─── Texto fornecido

A aliança com o lavajatismo, evidente antes mesmo das eleições, foi coroada com a entrega da pasta da Justiça e Segurança Pública ao condecorado ex-juiz Sérgio Moro, que abrira mão da toga para aventurar-se na política, logo após ter sido responsável pela condenação do principal oponente nas eleições.

Pouco depois da formalização da união, a Intercept Brasil passou a fazer graves revelações de comportamentos antiéticos, transgressões processuais e interesses políticos da força-tarefa. De acordo com a série de reportagens, mensagens privadas trocadas entre seus integrantes e o Juiz Sérgio Moro deixavam claro que a Lava Jato:

  • tramava em segredo para impedir entrevista de Lula antes das eleições por medo de que ajudasse a ‘eleger o Haddad’;
  • duvidava das provas contra Lula e de propina da Petrobras horas antes da denúncia do triplex;
  • fingiu investigar FHC apenas para criar uma percepção pública de ‘imparcialidade’;
  • usou o Vem Pra Rua e o instituto Mude como lobistas para pressionar STF e governo;
  • usava chats para pedir dados fiscais sigilosos sem autorização judicial ao atual chefe do Coaf;
  • vazou informações das investigações para a imprensa;
  • usou denúncia do sítio contra Lula para distrair o público da crise com Temer e Janot e proteger procuradores.

──────
─── Listagem de dados

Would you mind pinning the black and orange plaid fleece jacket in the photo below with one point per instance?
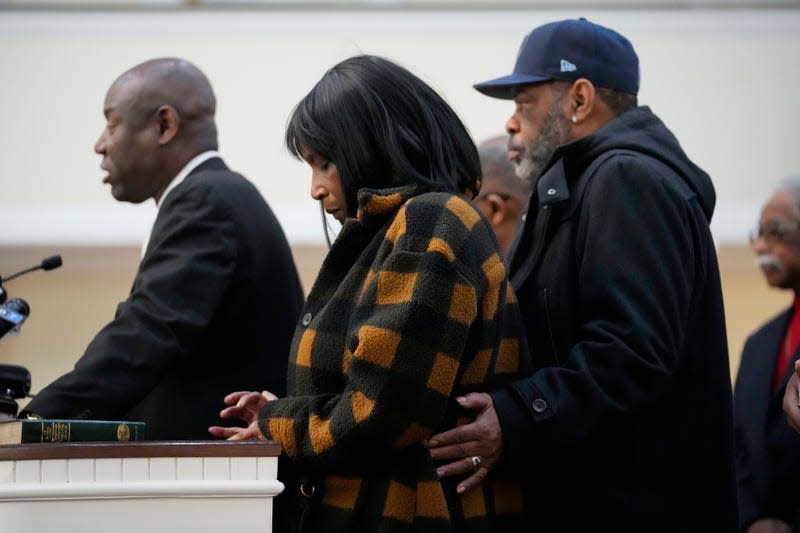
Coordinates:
(410, 309)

──────

◆ **Objetivos**
**a.** No texto sobre a Lava Jato, qual pasta foi entregue ao ex-juiz Sérgio Moro?
**b.** Transcreva do texto sobre a Lava Jato o trecho de "A aliança com" a "oponente nas eleições.".

◆ **Respostas dos exercícios**
**a.** A pasta da Justiça e Segurança Pública.

**b.**
A aliança com o lavajatismo, evidente antes mesmo das eleições, foi coroada com a entrega da pasta da Justiça e Segurança Pública ao condecorado ex-juiz Sérgio Moro, que abrira mão da toga para aventurar-se na política, logo após ter sido responsável pela condenação do principal oponente nas eleições.